> _EXERCISE GOAL_:
Transcribe the listing below word for word, keeping every line and omitting the pictures.
------------------------------------
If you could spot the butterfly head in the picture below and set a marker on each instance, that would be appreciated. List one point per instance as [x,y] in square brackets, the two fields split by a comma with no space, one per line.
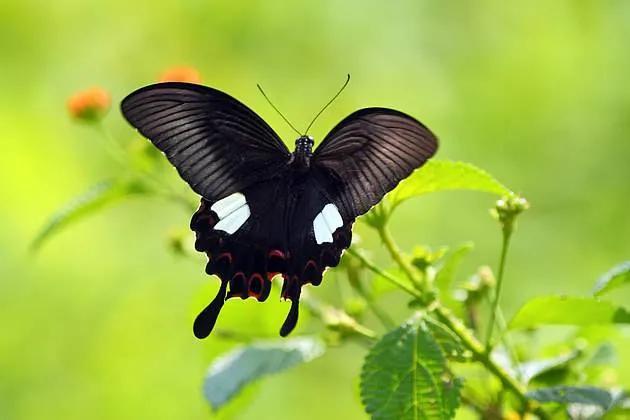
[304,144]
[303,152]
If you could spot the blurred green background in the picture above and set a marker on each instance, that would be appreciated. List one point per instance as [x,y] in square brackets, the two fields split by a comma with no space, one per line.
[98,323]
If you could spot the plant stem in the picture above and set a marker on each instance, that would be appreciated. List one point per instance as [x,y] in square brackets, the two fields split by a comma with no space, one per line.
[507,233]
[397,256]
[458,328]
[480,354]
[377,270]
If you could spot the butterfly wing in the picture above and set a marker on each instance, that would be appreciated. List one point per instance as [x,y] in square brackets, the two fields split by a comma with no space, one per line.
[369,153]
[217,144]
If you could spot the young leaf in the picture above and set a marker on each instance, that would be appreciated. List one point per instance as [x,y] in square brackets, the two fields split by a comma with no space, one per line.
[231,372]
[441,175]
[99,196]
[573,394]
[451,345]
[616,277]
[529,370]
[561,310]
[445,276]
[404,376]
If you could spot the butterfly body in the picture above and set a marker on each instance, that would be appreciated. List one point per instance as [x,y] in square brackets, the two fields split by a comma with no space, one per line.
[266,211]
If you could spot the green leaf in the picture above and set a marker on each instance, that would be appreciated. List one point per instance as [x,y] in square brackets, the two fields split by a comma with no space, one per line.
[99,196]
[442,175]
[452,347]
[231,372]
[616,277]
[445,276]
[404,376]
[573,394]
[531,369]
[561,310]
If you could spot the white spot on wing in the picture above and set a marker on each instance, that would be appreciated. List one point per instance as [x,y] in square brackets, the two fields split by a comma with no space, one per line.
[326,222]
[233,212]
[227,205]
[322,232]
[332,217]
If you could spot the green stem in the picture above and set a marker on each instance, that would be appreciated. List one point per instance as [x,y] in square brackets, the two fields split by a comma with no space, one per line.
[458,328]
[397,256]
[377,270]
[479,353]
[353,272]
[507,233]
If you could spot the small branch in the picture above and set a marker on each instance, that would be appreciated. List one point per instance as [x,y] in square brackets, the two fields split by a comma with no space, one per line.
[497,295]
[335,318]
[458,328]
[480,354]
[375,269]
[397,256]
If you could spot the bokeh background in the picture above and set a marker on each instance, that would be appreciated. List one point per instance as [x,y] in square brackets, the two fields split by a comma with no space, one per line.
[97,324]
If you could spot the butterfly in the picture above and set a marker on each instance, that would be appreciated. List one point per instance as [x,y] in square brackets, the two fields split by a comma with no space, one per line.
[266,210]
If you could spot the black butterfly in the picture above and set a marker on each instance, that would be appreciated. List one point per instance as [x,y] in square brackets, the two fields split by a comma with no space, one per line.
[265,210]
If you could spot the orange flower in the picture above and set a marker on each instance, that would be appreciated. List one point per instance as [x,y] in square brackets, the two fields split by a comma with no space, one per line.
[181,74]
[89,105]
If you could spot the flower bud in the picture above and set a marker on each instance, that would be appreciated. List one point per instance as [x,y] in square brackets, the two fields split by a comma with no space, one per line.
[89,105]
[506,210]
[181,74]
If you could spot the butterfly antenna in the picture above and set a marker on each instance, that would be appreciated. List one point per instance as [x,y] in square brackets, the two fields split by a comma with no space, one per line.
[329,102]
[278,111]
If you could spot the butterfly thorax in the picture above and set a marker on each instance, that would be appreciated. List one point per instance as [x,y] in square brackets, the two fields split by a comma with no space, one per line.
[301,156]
------------------------------------
> _COMPLETE OUTPUT_:
If you could spot the butterfly head in the picture below and set a marker on each instance, that would be appreciated. List one point per instance as [x,y] in square brackets, the two fields split by a comma with no space, one per line.
[304,144]
[303,152]
If you could spot the blurred green background in the picture above and set a marker on each instance, that would be appreciated. List one point per instance as [x,y] in square brackets, the two fields split by a comma with no space, one per line.
[98,323]
If you could spot the plant stem in the picture above and set a marker on each instance, that would be appreciated. List one point per instance as [x,y] in square brackets, the two fields split by a comma with no space, one per line.
[507,233]
[397,256]
[458,328]
[480,354]
[377,270]
If you could spot the butterfly wing in the picture above and set a marker on each instance, that would be appreciated. List one point per instance as [x,y] in square brackets, the two fields split by a comma with no space, one per line.
[369,153]
[217,144]
If you could spot the young leaf in the picture above and set a marker on each instance, that would be appreciated. List one point per instance as [x,y] in square brackets, the two fields split by a comma with no space, one per line.
[231,372]
[441,175]
[99,196]
[573,394]
[451,345]
[616,277]
[529,370]
[561,310]
[445,276]
[404,376]
If you could spot the butterfly body in the picture above and set a marker on each instance, that would be appreciated. List one point per instance as [x,y] in square brackets, the two fields split by a comma with no space, one per line.
[266,211]
If you could spot the green leaf in the picture above and set a marker on each instance, that would be appreciated. List one point per instance as [x,y] in square brackets, the two fields split by a comma with no space, one per line.
[99,196]
[442,175]
[452,347]
[231,372]
[616,277]
[445,276]
[404,376]
[573,394]
[531,369]
[561,310]
If you could spot the white spot on wing in the picture above and set a marker on each instance, that would be appreciated. List one point per instance as [x,y] in square brackets, the two fields split by a comma with no space, one per line.
[326,222]
[233,212]
[227,205]
[322,232]
[332,217]
If you could spot the green stem in the picture above and set a marker on each instance, that would be appreciated. List one point per instance as [x,y] in square brackets, the two fields split by a comma with no space, one per line.
[458,328]
[397,256]
[377,270]
[479,353]
[353,272]
[507,233]
If you could spot the small branch in the picture above and set a marker on each instance, that would be appreciated. List one point per instance as [x,y] in square brackets, the two fields split by a comma with no space, one per line.
[497,295]
[335,318]
[458,328]
[480,354]
[375,269]
[397,256]
If you could spot the bokeh background in the picture above and set a marker on each instance, that would be appreciated. List one point per instance as [x,y] in square brackets, the two fields split by a comma with no space, one per line.
[97,324]
If you could spot the butterfly in the picture above and set a marker on each instance, that would be appreciated. List one point per instance as [x,y] in square brackets, the two fields split by a comma with no space, one per line.
[266,210]
If you could spot the black butterfly in the picture above and set a marker on each instance, that would be appreciated. List one point per instance as [x,y] in square brackets, the two fields split by a comma with no space, one per line.
[265,210]
If you could spot the orange flower in the picture above and set a marker on each instance, that would be appreciated. List one point per instance as [x,y] in square brackets, the two fields split by a comma with no space, one per line.
[181,74]
[89,105]
If you could spot the flower bud in the picture above and set a marker on each instance, that would be appreciated. List one point per instance as [x,y] in square brackets, the two fields split by a comma with no space, one per line.
[89,105]
[506,210]
[181,74]
If you could spot the butterfly antenna in the picture above and set a marker on each instance, that would be appreciated. List one point per instance as [x,y] in square brackets, the two fields split by a comma with no space, one per line.
[329,102]
[278,111]
If you could spot the butterfly thorax in the picture above and set a marker on each instance, that would be appreciated. List one point per instance as [x,y] in square brackets, the two fields split by a comma with no space, one per line.
[301,156]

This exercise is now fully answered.